PASSAGE TO READ:
+++
Society for Cultural Anthropology
Oral Presentation Session
The Middle East has long been portrayed as a place teeming with envy and resentment. Long before Bush asserted on the eve of the Global War on Terror that ‘they hate our freedoms’, anthropologists theorized how regional institutions of witchcraft, feuding and the evil eye might be central to the evolution of more ‘advanced’ methods for containing envy’s destructive powers. This is not to deny, though, that envy is a part of life in the region--from the envy that people know is imputed to them (even as their natural resources are being coveted) to more or less shameful self-realizations that one might actually feel some sort of resentment.
From the opacity of other minds (to say nothing of one’s own) to the active dissimulation of invidious intent and more elaborate ideologies of emotional entanglement, I juxtapose my own research on envy in Jordan with older anthropological approaches to theorize how inequalities come to shape both perceptions of the social field and its actual contours. In particular, I focus on a sort of “envying down” that has become a flashpoint within anthropological studies of envy. Once dismissed as a contradiction in terms, anthropologists have begun more recently to embrace the notion as a way to account for specific forms of ignorance and sublimated tension inherent in relations of domination and subordination. I take these debates as symptomatic of how the emotional burden of managing inequalities shouldered by the marginalized also become a site of paranoia and self-doubt for the privileged.
+++
WORK INSTRUCTIONS: In the abstract about envy in the Middle East, in which country was the presenter's own research on envy carried out?
+++
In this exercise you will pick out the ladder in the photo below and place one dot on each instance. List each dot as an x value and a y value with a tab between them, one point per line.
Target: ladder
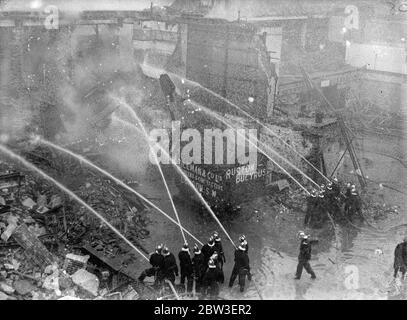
343	128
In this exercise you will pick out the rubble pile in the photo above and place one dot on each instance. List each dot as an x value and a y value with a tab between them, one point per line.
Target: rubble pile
43	233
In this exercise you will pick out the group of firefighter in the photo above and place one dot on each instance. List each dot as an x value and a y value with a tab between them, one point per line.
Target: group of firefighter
205	267
330	199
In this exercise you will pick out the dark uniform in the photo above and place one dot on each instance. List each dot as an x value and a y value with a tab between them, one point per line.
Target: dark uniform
311	205
211	280
336	189
348	199
400	259
170	269
199	268
185	264
243	242
320	210
208	250
157	263
332	205
219	250
355	204
304	257
241	268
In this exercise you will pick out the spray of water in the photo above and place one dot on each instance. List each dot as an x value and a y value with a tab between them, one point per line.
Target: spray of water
118	181
136	117
192	186
153	71
64	189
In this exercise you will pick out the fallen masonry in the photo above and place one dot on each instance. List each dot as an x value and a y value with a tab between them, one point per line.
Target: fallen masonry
52	249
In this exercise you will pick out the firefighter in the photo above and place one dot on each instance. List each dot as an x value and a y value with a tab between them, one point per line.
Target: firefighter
+++
FINISHED TASK: Jordan